+++ PROVIDED PASSAGE

We have now lived through multiple pandemics—and each time, the outcome has been the same. Black and Brown communities are hit first, suffer more, and recover last.
This is not new. It is not accidental. It is the predictable result of structural conditions that shape exposure, vulnerability, and access to care.
If we are serious about changing these outcomes, we have to intervene earlier—at the point where pandemics begin, not where they end.
That means paying far more attention to zoonotic diseases.
The Risk Begins Long Before the Outbreak
Pandemics do not start in hospitals. They start in ecosystems—at the boundary where humans and animals interact. Nearly three-quarters of emerging infectious diseases are zoonotic, including COVID-19, Ebola, and avian influenza.
These risks emerge in places as varied as wildlife markets, large-scale agricultural systems, urban animal populations, and global supply chains—everyday environments where human and animal health intersect.
By the time a disease reaches the emergency room, the window for prevention has already narrowed.
Zoonotic disease initiatives aim to intervene upstream. They focus on surveillance, vaccination in animal populations, safer practices in high-risk environments, and public education about how diseases move between animals and humans. Programs like the Association of Zoos and Aquariums’ “Reduce the Risk” initiative demonstrate how prevention can be built into systems long before a crisis emerges.
This is not abstract science. It is a practical prevention.

++++++

*REQUIRED WORK*. Return the portion of the passage on zoonotic disease and pandemic prevention that runs from "By the time" to "a crisis emerges.", copied word for word.

+++ EXTRACTED RECORDS

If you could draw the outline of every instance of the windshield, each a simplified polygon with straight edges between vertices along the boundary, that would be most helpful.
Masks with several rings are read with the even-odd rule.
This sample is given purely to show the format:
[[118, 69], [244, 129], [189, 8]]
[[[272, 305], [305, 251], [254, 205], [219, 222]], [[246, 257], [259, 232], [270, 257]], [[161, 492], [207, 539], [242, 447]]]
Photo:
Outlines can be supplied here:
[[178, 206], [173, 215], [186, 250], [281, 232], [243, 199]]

++++++
+++ EXTRACTED RECORDS

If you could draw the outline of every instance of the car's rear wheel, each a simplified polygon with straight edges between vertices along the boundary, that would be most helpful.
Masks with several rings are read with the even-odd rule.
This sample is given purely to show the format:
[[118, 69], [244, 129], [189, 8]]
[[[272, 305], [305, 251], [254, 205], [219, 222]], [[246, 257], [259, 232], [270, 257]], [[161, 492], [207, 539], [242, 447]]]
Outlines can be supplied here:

++++++

*YOUR RESPONSE*.
By the time a disease reaches the emergency room, the window for prevention has already narrowed.
Zoonotic disease initiatives aim to intervene upstream. They focus on surveillance, vaccination in animal populations, safer practices in high-risk environments, and public education about how diseases move between animals and humans. Programs like the Association of Zoos and Aquariums’ “Reduce the Risk” initiative demonstrate how prevention can be built into systems long before a crisis emerges.